━━━ 연습 입력

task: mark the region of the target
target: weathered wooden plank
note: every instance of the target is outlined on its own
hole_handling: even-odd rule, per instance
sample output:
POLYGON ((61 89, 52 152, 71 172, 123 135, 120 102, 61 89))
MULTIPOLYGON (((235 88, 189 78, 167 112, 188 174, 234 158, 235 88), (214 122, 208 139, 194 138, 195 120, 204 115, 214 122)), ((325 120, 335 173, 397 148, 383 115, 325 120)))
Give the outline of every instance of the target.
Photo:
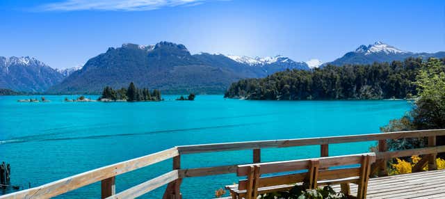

━━━━━━

_목표:_
위 기록의 모든 줄을 빈 줄은 빼고 번호 목록으로 나타내세요. 그림은 답에 넣지 마세요.

_작업 결과:_
1. task: mark the region of the target
2. target: weathered wooden plank
3. note: every instance of the target is outlined on its own
4. hole_handling: even-odd rule, per instance
5. sample output:
6. POLYGON ((61 89, 52 152, 71 172, 123 135, 120 102, 61 89))
7. MULTIPOLYGON (((235 88, 189 78, 167 112, 188 174, 234 158, 235 88), (214 122, 208 139, 194 138, 195 120, 204 115, 214 122)), ((325 120, 335 173, 397 148, 383 115, 325 120)))
8. Give the outline of every instance of the target.
9. Photo:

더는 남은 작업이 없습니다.